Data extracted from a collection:
####

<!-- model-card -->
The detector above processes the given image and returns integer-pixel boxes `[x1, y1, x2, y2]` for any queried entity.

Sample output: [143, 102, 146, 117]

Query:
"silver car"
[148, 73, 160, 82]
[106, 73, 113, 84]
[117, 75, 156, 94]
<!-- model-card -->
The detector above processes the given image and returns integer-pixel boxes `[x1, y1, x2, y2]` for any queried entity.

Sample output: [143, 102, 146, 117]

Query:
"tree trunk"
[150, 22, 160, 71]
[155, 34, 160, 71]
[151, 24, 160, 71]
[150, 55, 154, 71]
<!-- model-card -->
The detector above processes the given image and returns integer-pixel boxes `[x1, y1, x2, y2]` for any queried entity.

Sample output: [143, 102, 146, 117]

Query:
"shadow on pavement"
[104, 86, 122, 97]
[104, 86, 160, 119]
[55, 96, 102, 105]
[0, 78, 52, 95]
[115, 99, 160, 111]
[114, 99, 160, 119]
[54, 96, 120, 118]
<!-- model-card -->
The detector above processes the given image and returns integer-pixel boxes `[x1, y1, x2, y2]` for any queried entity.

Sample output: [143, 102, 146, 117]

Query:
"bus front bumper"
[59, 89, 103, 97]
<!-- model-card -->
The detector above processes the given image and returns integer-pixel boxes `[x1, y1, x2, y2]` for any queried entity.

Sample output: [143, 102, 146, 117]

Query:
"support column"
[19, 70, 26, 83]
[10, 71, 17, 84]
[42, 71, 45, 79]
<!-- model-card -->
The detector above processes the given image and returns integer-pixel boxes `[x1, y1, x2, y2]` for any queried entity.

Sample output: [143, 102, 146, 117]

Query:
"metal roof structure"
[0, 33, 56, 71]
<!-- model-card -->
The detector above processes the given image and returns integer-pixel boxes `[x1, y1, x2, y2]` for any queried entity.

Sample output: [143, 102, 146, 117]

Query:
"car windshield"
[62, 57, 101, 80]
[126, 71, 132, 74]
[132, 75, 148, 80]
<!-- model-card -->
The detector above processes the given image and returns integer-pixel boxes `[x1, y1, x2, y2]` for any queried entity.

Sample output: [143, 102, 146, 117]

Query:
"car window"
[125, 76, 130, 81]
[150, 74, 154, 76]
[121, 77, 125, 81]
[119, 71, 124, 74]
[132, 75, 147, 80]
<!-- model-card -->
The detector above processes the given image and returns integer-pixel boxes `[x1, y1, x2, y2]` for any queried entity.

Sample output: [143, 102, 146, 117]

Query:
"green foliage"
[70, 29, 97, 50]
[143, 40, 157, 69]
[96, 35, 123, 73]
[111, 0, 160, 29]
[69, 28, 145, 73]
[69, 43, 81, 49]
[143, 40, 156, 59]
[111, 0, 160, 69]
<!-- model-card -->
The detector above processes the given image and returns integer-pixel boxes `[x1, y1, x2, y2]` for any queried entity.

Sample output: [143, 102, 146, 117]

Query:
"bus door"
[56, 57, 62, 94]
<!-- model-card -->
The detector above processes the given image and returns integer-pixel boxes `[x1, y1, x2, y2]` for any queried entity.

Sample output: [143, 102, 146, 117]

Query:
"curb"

####

* _WORK INSTRUCTION_:
An exact, complete copy of the records is the expected answer.

* _EXERCISE ANSWER_:
<!-- model-card -->
The detector above processes the given image and returns integer-pixel boxes `[x1, y1, x2, y2]` for any queried entity.

Sample output: [143, 102, 146, 117]

Query:
"silver car"
[148, 73, 160, 82]
[106, 73, 113, 84]
[117, 75, 156, 94]
<!-- model-card -->
The detector above processes the given image and returns integer-pixel boxes `[x1, y1, x2, y2]` for any queried entity.

Sample output: [143, 102, 146, 117]

Query:
"tree trunk"
[150, 22, 160, 71]
[155, 34, 160, 71]
[151, 24, 160, 71]
[150, 55, 154, 71]
<!-- model-card -->
The detector above processes the given image and returns integer-pixel boxes `[x1, y1, x2, y2]` for any queried entity.

Sample output: [143, 102, 146, 117]

Query:
"shadow on pavement"
[104, 86, 122, 97]
[104, 86, 160, 119]
[55, 96, 102, 105]
[0, 78, 52, 95]
[115, 99, 160, 111]
[114, 99, 160, 119]
[54, 96, 120, 118]
<!-- model-card -->
The detector above processes the given image and returns integer-pixel boxes `[x1, y1, x2, y2]` for any queried entity.

Sample output: [143, 102, 146, 117]

Query:
"bus front bumper"
[59, 89, 103, 97]
<!-- model-card -->
The detector above processes the given image and returns integer-pixel boxes `[x1, y1, x2, y2]` for any queried entity.

Sample output: [143, 102, 146, 117]

Query:
"support column"
[19, 70, 26, 83]
[10, 71, 17, 84]
[42, 71, 45, 79]
<!-- model-card -->
The detector above processes the given image and returns integer-pixel boxes `[x1, y1, x2, y2]` for any queried entity.

Sample output: [143, 102, 146, 117]

Query:
"metal roof structure"
[0, 33, 56, 71]
<!-- model-card -->
The detector above processes the given image and returns integer-pixel boxes `[x1, y1, x2, y2]` for any queried entity.

Sample output: [143, 102, 146, 117]

Query:
"car windshield"
[62, 57, 101, 80]
[126, 71, 132, 74]
[132, 75, 148, 80]
<!-- model-card -->
The detector above processes the given image and returns integer-pixel boxes `[x1, y1, x2, y2]` for any queried entity.

Sample output: [143, 102, 146, 117]

Query:
"car window"
[125, 76, 130, 81]
[150, 74, 154, 76]
[121, 77, 125, 81]
[119, 71, 124, 74]
[132, 75, 147, 80]
<!-- model-card -->
The detector above processes the given image and returns integer-pixel boxes `[x1, y1, x2, y2]` for any queried entity.

Sample output: [143, 102, 146, 117]

Query:
"green foliage"
[70, 29, 97, 50]
[143, 40, 157, 69]
[96, 35, 123, 73]
[111, 0, 160, 29]
[69, 28, 145, 73]
[69, 43, 81, 49]
[143, 40, 156, 59]
[111, 0, 160, 69]
<!-- model-card -->
The detector above processes the given image and returns integer-pixel boxes `[x1, y1, x2, y2]` for any queried entity.

Sample output: [143, 102, 146, 117]

Query:
"bus door"
[56, 57, 62, 94]
<!-- model-card -->
The detector above processes the given image and returns integer-pixel boxes `[x1, y1, x2, y2]` for any queried entity.

Sample output: [143, 102, 146, 117]

Query:
"curb"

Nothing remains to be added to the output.